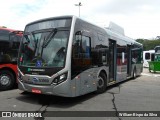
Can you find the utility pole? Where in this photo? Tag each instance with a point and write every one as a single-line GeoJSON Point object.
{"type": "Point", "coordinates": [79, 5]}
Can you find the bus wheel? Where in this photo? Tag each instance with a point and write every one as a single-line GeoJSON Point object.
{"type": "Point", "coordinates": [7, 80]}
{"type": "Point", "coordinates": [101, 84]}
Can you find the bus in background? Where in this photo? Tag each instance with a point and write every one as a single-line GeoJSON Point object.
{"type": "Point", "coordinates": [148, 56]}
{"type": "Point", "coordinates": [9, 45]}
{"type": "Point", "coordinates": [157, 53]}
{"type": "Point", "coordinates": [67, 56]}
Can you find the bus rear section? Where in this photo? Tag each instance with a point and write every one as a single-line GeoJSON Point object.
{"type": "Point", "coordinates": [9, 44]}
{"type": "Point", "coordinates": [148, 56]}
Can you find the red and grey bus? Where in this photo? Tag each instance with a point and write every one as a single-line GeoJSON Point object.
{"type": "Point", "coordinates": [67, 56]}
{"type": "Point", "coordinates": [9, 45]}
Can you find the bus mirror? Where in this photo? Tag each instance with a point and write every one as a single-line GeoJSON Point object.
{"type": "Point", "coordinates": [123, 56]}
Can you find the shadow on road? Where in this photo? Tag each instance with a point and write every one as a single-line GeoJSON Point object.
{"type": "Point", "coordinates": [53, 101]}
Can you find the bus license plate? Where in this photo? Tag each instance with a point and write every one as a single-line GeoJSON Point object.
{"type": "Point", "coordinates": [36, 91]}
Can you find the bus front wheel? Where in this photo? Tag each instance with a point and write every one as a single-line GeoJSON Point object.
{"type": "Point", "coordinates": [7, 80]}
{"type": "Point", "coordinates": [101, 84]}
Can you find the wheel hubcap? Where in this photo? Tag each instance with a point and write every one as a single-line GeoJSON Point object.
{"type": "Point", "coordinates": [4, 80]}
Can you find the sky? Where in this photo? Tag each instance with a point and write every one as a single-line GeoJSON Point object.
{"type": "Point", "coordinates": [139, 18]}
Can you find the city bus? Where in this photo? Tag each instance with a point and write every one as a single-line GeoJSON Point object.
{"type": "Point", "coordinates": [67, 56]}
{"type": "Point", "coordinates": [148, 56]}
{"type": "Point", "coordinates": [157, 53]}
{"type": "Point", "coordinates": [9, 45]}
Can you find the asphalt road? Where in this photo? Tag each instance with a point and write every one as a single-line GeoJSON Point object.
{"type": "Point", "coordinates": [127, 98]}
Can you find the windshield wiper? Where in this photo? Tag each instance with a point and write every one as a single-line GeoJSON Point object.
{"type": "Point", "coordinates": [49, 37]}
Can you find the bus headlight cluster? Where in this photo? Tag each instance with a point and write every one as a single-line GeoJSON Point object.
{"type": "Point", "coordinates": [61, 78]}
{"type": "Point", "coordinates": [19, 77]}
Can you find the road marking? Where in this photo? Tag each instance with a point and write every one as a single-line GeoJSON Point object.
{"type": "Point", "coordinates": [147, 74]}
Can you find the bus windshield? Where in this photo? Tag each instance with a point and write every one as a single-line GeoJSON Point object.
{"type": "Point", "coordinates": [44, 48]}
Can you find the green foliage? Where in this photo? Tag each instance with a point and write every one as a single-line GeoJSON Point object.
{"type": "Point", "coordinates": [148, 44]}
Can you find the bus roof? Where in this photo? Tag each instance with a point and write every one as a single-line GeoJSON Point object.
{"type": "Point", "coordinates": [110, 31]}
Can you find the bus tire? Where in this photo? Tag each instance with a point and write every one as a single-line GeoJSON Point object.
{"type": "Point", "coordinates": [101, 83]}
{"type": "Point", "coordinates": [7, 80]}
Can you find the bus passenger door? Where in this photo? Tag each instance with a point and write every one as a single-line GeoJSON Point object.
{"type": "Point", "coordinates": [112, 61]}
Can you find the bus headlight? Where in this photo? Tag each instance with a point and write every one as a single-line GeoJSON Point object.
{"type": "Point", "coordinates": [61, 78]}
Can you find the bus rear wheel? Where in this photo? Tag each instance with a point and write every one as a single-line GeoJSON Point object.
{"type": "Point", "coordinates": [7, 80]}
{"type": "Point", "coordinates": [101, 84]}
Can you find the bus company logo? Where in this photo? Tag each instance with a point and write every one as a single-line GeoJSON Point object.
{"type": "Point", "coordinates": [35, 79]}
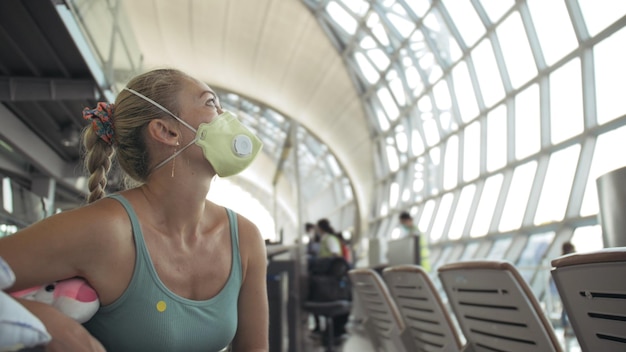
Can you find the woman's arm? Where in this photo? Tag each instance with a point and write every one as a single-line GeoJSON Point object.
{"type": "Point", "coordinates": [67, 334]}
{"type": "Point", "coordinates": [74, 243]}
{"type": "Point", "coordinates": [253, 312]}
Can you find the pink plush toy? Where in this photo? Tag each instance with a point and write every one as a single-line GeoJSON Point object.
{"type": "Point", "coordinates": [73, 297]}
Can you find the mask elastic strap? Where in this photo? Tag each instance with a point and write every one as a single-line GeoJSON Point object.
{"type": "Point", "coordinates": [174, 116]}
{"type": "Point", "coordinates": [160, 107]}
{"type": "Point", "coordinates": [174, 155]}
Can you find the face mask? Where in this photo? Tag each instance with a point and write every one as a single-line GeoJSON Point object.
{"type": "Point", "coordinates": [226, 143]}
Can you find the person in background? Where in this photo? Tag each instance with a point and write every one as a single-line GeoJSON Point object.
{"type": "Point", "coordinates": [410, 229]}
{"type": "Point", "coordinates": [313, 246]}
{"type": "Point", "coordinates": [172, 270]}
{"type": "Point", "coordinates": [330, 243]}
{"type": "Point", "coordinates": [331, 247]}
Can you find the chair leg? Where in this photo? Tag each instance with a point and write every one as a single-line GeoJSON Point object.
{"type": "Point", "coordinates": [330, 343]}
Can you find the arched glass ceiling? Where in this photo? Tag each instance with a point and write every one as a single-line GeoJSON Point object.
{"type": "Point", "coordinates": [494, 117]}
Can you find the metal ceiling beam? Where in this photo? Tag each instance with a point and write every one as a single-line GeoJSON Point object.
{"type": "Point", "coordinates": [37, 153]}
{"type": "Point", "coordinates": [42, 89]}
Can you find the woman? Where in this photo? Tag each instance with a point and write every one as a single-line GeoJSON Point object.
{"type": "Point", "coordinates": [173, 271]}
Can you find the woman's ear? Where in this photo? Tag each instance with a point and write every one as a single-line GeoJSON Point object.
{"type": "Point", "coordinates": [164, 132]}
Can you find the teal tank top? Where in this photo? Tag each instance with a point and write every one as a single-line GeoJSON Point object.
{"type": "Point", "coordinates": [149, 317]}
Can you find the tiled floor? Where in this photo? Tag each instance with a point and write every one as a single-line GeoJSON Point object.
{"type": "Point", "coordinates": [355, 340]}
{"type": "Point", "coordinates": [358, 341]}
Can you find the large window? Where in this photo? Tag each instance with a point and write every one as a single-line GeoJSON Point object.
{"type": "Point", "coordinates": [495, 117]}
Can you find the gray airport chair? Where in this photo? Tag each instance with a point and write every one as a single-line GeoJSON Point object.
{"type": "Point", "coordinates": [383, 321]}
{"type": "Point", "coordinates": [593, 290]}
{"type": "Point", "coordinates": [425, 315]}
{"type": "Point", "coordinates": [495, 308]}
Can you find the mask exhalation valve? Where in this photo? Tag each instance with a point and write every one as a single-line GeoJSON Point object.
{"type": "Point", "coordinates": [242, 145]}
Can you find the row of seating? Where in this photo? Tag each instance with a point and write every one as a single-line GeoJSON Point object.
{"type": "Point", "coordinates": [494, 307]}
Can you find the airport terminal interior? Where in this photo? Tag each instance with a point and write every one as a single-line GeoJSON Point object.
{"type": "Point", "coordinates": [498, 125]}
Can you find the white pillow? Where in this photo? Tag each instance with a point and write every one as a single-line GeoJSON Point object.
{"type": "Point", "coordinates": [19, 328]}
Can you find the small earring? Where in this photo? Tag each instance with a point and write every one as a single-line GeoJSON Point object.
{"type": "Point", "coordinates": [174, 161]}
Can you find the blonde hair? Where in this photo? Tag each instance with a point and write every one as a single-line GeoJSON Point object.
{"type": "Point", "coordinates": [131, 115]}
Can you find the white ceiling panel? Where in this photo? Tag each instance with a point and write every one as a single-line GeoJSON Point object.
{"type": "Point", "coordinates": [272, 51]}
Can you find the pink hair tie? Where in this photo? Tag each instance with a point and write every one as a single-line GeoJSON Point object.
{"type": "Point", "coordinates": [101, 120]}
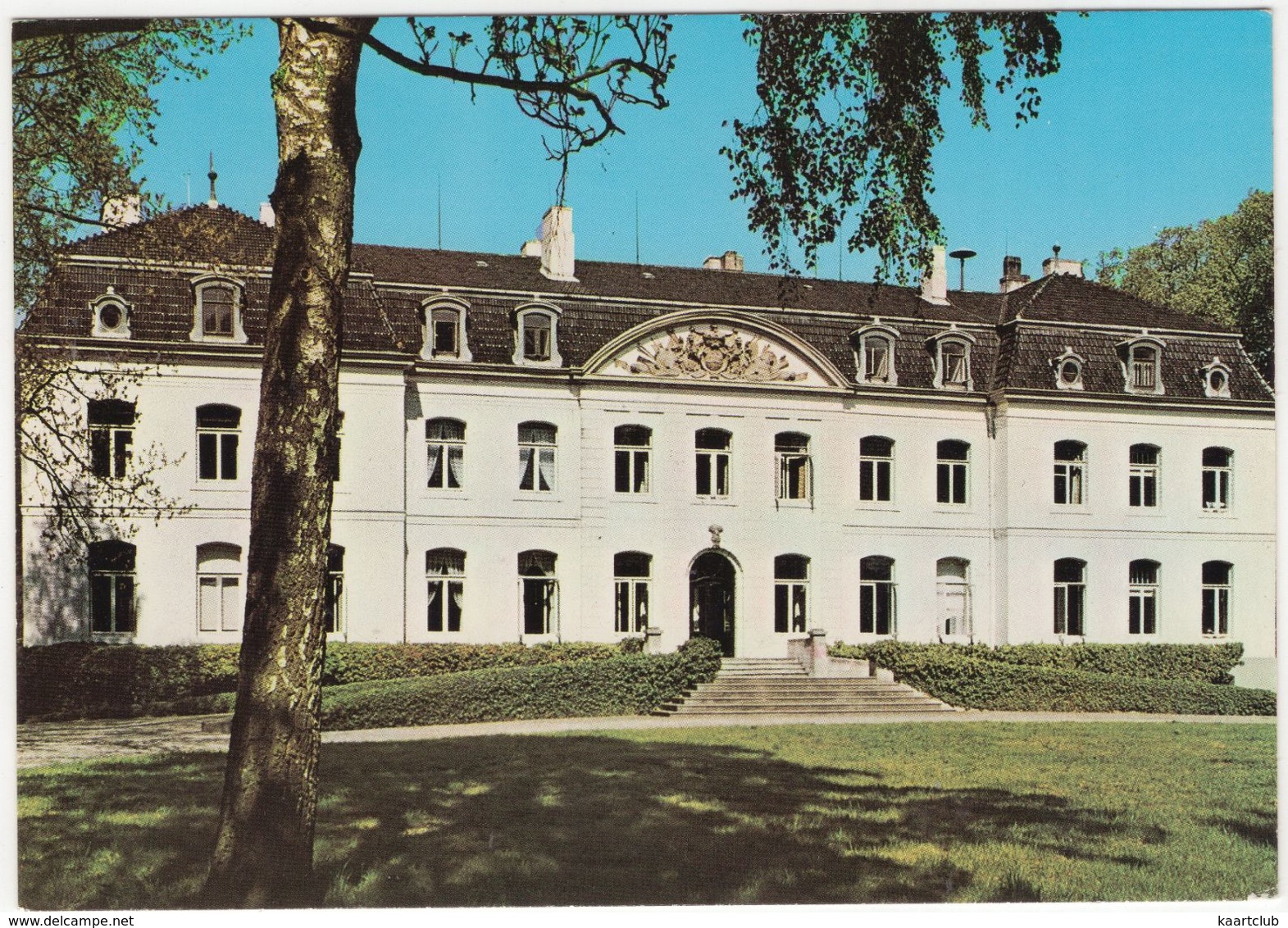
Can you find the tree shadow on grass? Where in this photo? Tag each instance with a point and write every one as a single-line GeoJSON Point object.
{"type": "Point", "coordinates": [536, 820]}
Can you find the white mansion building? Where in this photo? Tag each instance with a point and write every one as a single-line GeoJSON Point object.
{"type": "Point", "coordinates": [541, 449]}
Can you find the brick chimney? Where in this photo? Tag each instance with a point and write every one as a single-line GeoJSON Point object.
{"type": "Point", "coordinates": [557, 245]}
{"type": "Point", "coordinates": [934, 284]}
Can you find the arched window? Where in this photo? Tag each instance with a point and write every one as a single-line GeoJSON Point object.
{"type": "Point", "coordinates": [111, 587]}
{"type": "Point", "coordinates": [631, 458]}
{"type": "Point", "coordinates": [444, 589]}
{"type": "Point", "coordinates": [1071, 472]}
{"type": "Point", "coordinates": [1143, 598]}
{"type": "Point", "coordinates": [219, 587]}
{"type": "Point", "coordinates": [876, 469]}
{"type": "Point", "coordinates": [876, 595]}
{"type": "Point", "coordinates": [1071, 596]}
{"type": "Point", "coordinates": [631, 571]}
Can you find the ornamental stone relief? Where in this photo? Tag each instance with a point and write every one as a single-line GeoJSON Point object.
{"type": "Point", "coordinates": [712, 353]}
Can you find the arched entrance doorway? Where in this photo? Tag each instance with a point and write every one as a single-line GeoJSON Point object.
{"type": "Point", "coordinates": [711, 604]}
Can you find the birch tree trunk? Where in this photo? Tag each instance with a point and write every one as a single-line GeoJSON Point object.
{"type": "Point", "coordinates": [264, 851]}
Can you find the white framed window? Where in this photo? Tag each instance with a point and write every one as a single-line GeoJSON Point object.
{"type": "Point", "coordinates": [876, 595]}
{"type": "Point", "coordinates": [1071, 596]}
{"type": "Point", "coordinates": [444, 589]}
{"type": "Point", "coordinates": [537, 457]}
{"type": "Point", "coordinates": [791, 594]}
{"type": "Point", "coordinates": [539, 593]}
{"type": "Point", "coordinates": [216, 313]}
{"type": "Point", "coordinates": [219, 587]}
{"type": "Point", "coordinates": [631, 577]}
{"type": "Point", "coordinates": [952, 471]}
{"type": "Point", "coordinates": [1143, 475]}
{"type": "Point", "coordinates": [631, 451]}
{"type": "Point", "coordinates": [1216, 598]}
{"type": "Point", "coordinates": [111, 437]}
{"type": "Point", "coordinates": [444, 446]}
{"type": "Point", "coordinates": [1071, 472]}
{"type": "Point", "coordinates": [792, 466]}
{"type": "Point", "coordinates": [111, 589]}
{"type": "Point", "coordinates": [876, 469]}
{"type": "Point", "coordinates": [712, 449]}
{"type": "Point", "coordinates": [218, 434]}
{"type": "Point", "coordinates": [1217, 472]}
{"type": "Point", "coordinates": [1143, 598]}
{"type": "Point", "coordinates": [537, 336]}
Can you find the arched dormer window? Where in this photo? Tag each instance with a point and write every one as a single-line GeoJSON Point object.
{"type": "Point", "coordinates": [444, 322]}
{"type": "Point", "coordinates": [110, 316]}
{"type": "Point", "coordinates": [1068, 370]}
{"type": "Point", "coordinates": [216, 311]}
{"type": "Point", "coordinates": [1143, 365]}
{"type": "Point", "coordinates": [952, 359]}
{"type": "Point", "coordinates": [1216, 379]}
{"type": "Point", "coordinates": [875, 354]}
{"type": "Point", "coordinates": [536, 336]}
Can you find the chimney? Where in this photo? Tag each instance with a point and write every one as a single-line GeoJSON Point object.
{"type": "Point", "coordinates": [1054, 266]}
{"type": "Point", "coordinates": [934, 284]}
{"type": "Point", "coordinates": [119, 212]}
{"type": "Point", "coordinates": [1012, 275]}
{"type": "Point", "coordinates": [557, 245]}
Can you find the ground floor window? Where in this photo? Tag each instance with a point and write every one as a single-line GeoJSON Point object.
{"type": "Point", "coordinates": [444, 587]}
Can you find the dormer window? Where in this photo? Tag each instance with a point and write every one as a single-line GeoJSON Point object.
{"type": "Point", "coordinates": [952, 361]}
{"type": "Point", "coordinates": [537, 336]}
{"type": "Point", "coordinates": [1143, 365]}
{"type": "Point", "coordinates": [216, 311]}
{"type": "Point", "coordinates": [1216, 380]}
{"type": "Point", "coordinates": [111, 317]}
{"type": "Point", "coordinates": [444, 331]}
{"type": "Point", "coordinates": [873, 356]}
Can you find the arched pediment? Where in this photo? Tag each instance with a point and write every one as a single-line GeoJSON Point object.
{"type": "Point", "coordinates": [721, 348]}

######

Given request: Extract every line from the one containing "Can you find the ground" through the last line of the data, inclusive, exactly as written.

Output below:
Can you find the ground floor window? Where in this photo? Tag each instance with a point and write every one as a single-line GeoJSON Point object.
{"type": "Point", "coordinates": [444, 587]}
Can you find the dormer window? Where in this photo? Tag each instance with a point and write every one as a single-line GeoJSON Point object.
{"type": "Point", "coordinates": [952, 361]}
{"type": "Point", "coordinates": [537, 336]}
{"type": "Point", "coordinates": [1143, 365]}
{"type": "Point", "coordinates": [216, 311]}
{"type": "Point", "coordinates": [1216, 380]}
{"type": "Point", "coordinates": [111, 317]}
{"type": "Point", "coordinates": [444, 331]}
{"type": "Point", "coordinates": [873, 356]}
Can you find the arched pediment? Where in this photo? Tag each instance with a point and write every one as a single-line GeoJSON Point object.
{"type": "Point", "coordinates": [721, 348]}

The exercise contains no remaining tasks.